= Selected text =

(begin)

Voices: Sam Jones

The 2020 MLS season's top 10 storylines | J. Sam Jones

Columbus Crew SC - MLS Cup 2020 - trophy raise

Articles like this are always hard. In a season like this, they’re especially hard. In an incomprehensible amount of important things happened in MLS this season, how do you condense all that into 10 digestible pieces? And now I have to pick 10 as the most important? All I can say is, I tried my best. Unlike Atlanta United, am I right? (Hello from Atlanta, where I’m totally fine.) 


Anyway, in pretty much chronological order, here are the stories of the year in MLS. 


A Music City welcome


The season began with 60,000 people showing up for a soccer game in Tennessee. Nashville SC arrived with a raucous crowd, wholly endearing pomp and circumstance moments before, during and after the game, elite-level tailgates surrounding the stadium and plenty of Atlanta fans making the trip up I-75 with red and black car flags flying. The Deep South’s newest rivalry took on a hilariously delightful SEC feel, and Nashville introduced itself to MLS in style. 


We didn’t know it at the time, but the game became the default event of the season in MLS just a couple of weeks later. It might have been anyway. But no one really knew it at the time. And it still ended up being an absolute blast. 


The team itself lost that night, but went on to put in one of the best expansion team performances of all time. Or at least definitely one of the most surprising. The Golden Boys came one game away from the Conference Finals in their first season and have set themselves up to make an easy jump forward in year two. 


Nashville as a city had maybe the most unrelentingly 2020 experience of any city this year. I’m still not entirely sure how much sports mean in the grand scheme of things, but hopefully, folks enjoyed the hell out of that first game and took some joy from the team’s success. And maybe more events like that first game and more success can be something to look forward to next year.

(end)

= Instruction =
Can you carry on the 2020 MLS season storylines article, picking up right after its last sentence? The material that comes next has nothing to do with the article on the 2020 MLS season.

= Data shown =
(begin)

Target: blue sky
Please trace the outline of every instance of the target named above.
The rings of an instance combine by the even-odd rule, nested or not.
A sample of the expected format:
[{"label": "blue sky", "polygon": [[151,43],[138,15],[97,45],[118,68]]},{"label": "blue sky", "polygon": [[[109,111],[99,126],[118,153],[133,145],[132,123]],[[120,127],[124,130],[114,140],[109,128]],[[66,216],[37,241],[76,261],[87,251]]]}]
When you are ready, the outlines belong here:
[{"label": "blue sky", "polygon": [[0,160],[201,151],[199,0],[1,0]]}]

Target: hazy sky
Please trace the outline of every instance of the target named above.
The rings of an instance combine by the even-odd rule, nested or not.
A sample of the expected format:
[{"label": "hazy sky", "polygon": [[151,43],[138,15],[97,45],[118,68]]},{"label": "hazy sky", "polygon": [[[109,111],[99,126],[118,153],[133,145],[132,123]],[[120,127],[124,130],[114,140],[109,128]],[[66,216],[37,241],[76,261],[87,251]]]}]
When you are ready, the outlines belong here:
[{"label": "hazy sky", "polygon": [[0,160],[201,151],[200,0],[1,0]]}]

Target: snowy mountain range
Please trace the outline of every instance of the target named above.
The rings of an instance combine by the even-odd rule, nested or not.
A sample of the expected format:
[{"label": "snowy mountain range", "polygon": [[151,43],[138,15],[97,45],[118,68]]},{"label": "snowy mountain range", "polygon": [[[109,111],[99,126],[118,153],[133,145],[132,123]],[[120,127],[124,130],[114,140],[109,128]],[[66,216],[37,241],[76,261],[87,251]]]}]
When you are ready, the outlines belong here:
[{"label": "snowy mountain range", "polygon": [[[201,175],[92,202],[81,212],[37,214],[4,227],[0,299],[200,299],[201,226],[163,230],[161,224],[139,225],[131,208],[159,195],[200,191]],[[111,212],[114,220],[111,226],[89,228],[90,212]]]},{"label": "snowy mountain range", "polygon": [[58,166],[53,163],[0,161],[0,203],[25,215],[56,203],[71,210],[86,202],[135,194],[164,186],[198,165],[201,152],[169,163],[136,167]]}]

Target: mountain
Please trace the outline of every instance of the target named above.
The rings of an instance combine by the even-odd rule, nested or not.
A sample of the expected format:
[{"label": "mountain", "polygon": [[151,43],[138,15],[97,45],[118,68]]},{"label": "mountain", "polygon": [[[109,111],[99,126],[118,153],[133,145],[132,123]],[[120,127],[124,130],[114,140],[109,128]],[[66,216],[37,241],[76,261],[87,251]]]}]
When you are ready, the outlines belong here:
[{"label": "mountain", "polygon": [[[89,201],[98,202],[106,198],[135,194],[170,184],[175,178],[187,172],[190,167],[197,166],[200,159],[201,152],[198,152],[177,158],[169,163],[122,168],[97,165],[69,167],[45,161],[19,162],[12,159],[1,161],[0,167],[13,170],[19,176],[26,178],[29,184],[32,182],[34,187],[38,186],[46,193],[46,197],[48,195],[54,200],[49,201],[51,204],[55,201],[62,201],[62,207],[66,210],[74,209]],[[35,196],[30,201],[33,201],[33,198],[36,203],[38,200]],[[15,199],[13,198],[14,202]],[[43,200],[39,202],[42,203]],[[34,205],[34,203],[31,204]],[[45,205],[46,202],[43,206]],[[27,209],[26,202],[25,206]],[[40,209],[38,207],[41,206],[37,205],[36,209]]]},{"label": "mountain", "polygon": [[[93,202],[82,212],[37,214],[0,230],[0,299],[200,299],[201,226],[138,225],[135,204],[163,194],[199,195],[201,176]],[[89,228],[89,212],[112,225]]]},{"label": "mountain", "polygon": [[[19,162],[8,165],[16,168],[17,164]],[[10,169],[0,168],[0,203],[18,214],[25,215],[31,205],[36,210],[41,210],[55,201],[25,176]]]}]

(end)
(begin)

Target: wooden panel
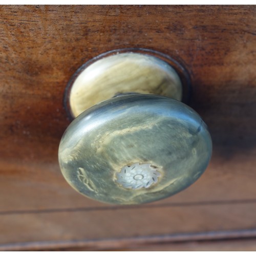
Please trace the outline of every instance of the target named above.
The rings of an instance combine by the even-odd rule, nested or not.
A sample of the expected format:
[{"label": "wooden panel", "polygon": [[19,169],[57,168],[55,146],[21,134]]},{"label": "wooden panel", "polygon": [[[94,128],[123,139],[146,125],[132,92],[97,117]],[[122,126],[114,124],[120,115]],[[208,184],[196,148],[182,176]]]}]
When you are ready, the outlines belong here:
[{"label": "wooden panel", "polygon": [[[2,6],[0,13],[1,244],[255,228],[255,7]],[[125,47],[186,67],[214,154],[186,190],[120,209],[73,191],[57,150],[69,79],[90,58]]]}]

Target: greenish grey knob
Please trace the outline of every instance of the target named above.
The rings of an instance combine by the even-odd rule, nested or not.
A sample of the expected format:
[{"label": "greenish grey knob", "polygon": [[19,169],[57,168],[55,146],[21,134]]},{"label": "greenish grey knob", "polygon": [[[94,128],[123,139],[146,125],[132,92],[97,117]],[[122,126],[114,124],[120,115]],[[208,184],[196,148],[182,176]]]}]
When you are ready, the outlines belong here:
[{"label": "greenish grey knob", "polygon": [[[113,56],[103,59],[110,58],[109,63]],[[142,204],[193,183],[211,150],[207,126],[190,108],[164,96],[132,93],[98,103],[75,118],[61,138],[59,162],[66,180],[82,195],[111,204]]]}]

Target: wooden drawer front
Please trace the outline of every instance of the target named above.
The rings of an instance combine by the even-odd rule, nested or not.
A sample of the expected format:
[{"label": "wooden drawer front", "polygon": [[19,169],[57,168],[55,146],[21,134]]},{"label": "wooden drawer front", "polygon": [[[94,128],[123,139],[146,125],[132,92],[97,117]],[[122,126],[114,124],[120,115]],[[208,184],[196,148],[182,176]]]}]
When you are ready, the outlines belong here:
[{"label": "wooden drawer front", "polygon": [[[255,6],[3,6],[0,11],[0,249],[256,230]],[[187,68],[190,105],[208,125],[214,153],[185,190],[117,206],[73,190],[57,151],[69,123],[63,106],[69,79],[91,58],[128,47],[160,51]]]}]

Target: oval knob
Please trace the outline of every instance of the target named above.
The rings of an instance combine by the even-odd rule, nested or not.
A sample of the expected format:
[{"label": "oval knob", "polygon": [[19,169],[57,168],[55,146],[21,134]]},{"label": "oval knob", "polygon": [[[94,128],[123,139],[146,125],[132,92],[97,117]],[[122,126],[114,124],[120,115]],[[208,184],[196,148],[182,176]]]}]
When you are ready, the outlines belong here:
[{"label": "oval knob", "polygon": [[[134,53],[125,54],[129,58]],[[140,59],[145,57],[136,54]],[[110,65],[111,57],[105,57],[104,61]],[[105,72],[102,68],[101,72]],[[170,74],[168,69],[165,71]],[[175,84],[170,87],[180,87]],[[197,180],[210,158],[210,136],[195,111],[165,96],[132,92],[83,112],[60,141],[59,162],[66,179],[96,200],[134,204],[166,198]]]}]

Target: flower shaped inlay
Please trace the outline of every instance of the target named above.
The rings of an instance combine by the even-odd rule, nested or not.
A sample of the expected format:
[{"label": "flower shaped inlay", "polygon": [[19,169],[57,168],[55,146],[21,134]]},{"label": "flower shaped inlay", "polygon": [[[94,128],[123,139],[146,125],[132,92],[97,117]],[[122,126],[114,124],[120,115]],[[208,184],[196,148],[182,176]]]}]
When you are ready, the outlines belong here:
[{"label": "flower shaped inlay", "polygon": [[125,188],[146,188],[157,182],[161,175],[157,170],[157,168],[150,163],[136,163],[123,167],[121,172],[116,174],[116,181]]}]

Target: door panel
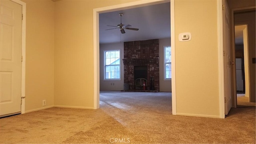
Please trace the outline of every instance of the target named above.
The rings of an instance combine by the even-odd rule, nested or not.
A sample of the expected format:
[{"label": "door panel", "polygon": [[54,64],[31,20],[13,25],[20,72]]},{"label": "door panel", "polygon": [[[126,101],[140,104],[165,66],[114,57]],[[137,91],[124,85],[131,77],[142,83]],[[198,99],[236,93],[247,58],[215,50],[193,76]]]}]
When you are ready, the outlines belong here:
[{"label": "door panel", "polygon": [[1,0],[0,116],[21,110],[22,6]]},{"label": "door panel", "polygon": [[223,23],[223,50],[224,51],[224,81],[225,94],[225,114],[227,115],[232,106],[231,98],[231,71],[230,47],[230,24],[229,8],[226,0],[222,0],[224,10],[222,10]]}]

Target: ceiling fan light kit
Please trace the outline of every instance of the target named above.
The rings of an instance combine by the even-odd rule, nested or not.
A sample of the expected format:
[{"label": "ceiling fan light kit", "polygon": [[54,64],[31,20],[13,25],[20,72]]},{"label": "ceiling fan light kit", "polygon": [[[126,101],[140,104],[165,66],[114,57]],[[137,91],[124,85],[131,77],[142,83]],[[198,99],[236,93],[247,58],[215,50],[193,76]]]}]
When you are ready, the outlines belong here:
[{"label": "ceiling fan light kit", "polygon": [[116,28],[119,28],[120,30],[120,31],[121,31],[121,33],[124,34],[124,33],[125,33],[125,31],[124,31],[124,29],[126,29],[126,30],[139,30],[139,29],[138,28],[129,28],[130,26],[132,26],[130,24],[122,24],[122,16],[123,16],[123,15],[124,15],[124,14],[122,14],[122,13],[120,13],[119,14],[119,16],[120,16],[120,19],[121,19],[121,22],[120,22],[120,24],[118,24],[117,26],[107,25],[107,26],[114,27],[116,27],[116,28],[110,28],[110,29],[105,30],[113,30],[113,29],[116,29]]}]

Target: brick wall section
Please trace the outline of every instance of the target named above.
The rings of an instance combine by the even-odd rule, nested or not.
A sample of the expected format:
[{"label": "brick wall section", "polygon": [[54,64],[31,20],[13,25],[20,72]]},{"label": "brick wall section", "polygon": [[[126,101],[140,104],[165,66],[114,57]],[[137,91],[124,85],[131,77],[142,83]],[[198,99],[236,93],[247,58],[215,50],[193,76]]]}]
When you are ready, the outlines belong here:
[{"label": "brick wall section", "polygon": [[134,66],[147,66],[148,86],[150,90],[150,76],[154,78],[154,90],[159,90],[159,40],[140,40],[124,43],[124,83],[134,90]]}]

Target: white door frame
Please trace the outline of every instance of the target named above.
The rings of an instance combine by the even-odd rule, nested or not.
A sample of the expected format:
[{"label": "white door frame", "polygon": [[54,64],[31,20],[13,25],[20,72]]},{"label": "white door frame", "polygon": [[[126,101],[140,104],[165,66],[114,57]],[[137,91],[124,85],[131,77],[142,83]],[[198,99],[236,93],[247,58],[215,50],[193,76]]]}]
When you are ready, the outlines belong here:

(end)

= Output for this exercise =
Black Players for Change make a statement and create change


With the country reeling in part from the murder of George Floyd at the hands of police and in part from centuries of systemic racism, more than 170 Black MLS players formed Black Players for Change, an independent organization working to bridge the racial equality gap that exists in society.


BPC formed on Juneteenth, just before MLS is Back began. And with the sporting world watching as MLS became the first men’s league to return in the United States, BPC stood together on the field in Orlando and raised their arms in silence for eight minutes and 46 seconds in honor of George Floyd. It’s the most powerful moment of the year in MLS.

But BPC and the push for social justice didn’t stop there. In late August, after police shot Jacob Blake, MLS players joined a sports-wide boycott and decided to not participate in any games that night. In October, the league announced MLS Unites to Vote, a league-wide push to encourage voter participation. And throughout the year, BPC worked to advance attention on human rights inequalities using protests, programs, partnerships and policies that address systemic racism. In December, MLS WORKS named the organization their Humanitarian of the Year


MLS is Back Tournament happens


Remember when we didn’t even know if soccer would be back at all this year? 


The general existence of MLS is Back will go down in MLS and 2020 lore. From 9 a.m. ET start times, to the bubble, to covert Twitter accounts, to that Will Ferrell interview, to the debate over pumping in crowd noise or letting the ambiance of Ben Olsen screaming take over the feed, to LAFC’s thrashing of the LA Galaxy, to Orlando City letting the world know they were actually pretty good this year and so much more. Oh, and magic spray. Can’t forget the magic spray.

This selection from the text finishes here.